## What to do
**A.** In the news piece about the probes into the Istanbul and Ankara mayors, why does Imamoglu say "I am not alone"? Answer in one or two sentences.
**B.** Carry on the news piece about the probes into the Istanbul and Ankara mayors, starting after its last sentence.

══ Document extract

Turkey’s Interior Ministry has launched twin criminal probes against Istanbul Mayor Ekrem Imamoglu and Ankara Mayor Mansur Yavas.
In an interview with the pro-secular opposition Sozcu newspaper, Imamoglu revealed that the investigations stemming from the mayors’ respective fundraising campaigns to help contain the novel coronavirus pandemic in their cities had started a week ago.
“Most probably inspectors will be dispatched to other mayors who are running campaigns as well. I am not alone,” Imamoglu said.
The government said last month that money-raising initiatives started by municipal authorities in Turkey’s two largest cities — Istanbul and Ankara, both controlled by the main opposition Republican People’s Party (CHP) — were illegal.
In a March 31 decree, the interior minister asserted that municipalities and other bodies were allowed to collect donations only if authorized by the local governor’s office. The day before, President Recep Tayyip Erdogan launched his own campaign to collect money from the public.

════
══ Supplied entries

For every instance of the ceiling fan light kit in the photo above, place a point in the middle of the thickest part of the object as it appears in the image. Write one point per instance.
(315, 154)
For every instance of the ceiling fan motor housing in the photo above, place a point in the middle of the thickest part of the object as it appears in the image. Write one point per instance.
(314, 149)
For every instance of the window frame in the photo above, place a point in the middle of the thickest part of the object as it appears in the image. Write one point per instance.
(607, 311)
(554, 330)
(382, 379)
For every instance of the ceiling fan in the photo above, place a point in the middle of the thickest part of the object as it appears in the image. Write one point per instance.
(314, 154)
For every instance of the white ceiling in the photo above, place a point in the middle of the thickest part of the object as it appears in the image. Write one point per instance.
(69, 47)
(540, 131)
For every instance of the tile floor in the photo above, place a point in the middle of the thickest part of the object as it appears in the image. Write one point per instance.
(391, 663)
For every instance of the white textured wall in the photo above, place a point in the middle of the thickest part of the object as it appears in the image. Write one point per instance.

════

## Responses by item number
**A.** Imamoglu says it because he expects that inspectors will most probably be sent to other mayors who are also running fundraising campaigns.

**B.**
The state-run Vakif bank meanwhile froze the Istanbul municipality’s account, where some 900 thousand Turkish lira, about $130 million, in contributions had accumulated, Imamoglu said. Donations being made to the municipality via privately owned banks are continuing, however, likely prompting the government to strike. Imamoglu called the move “pathetic” and said Vakifbank had acted out of fear. “It’s a dark stain on the banking system,” Imamoglu said.
Yavas confirmed in a separate interview with Deutsche Welle Turkiye that he was the object of a similar probe.
At least 1,769 people have died from COVID-19, according to the latest figures published by Turkey’s Ministry of Health. A further 78,546 have been infected.
Eleven CHP mayors issued a joint statement yesterday calling for a long-term curfew or full isolation to shield the country’s urban population from the exponential growth of new infections.
The government has been harshly criticized for its recent handling of the disaster. A weekend curfew announced just hours before it went into effect last week unleashed a wave of panic-buying that likely caused further contagion. Imamoglu said he had not been consulted by the government on the decision. Istanbul, which is home to over 15 million people, is the epicenter of the crisis in Turkey.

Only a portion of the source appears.